## Page excerpt

::::

ReadStatTables.jl icon indicating copy to clipboard operation
ReadStatTables.jl copied to clipboard

Writing `DataFrame` with missing value in `String` columns

Open RagavRajan opened this issue 8 months ago • 2 comments

Consider the haven R package. The behavior of handling character columns with NA written out is, NA is converted into empty strings ""

library(haven)

df_write <- data.frame(USUBJID = c("01-701-1028", NA, NA), EVID = c(NA, 0, 1))
df_write 
#>       USUBJID EVID
#> 1 01-701-1028   NA
#> 2        <NA>    0
#> 3        <NA>    1

write_xpt(df_write, "df.xpt")

df_read <- read_xpt("df.xpt")
df_read
#> # A tibble: 3 × 2
#>   USUBJID        EVID
#>   <chr>         <dbl>
#> 1 "01-701-1028"    NA
#> 2 ""                0
#> 3 ""                1

Created on 2025-03-07 with reprex v2.1.1

But in ReadStatTables

df_write = DataFrame(USUBJID=["01-701-1028", missing, missing], EVID=[missing, 0, 1])
df_write
#> 3×2 DataFrame
#>  Row │ USUBJID      EVID    
#>      │ String?      Int64?  
#> ─────┼──────────────────────
#>    1 │ 01-701-1028  missing 
#>    2 │ missing            0
#>    3 │ missing            1

writestat("df.xpt", df_write)
ERROR: MethodError: Cannot `convert` an object of type Missing to an object of type String

Closest candidates are:
  convert(::Type{String}, ::StringManipulation.Decoration)
   @ StringManipulation ~/.julia/packages/StringManipulation/5Zfrz/src/decorations.jl:315
  convert(::Type{String}, ::Base.JuliaSyntax.Kind)
   @ Base /Users/julia/.julia/scratchspaces/a66863c6-20e8-4ff4-8a62-49f30b1f605e/agent-cache/default-honeycrisp-R17H3W25T9.0/build/default-honeycrisp-R17H3W25T9-0/julialang/julia-release-1-dot-10/base/JuliaSyntax/src/kinds.jl:975
  convert(::Type{String}, ::String)
   @ Base essentials.jl:321
  ...

Stacktrace:
  [1] setindex!(A::Vector{String}, x::Missing, i1::Int64)
    @ Base ./array.jl:1021
  [2] _unsafe_copyto!(dest::Vector{String}, doffs::Int64, src::Vector{Union{Missing, String}}, soffs::Int64, n::Int64)
    @ Base ./array.jl:299
  [3] unsafe_copyto!
    @ ./array.jl:353 [inlined]
  [4] _copyto_impl!
    @ ./array.jl:376 [inlined]
  [5] copyto!
    @ ./array.jl:363 [inlined]
  [6] copyto!(dest::Vector{String}, src::Vector{Union{Missing, String}})

::::

## Instruction A
Can you print the records below line for line, with nothing changed?

::::

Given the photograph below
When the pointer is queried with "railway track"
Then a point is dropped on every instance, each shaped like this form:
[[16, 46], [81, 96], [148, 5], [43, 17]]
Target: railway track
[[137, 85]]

::::

## Instruction B
In two sentences, what does the page about writing missing values in ReadStatTables say?

## Full solution A
Given the photograph below
When the pointer is queried with "railway track"
Then a point is dropped on every instance, each shaped like this form:
[[16, 46], [81, 96], [148, 5], [43, 17]]
Target: railway track
[[137, 85]]

## Full solution B
In the haven R package, NA values in character columns are converted to empty strings when a data frame is written to an .xpt file. In ReadStatTables, calling writestat on a DataFrame with missing values in a String column fails with a MethodError saying an object of type Missing cannot be converted to String.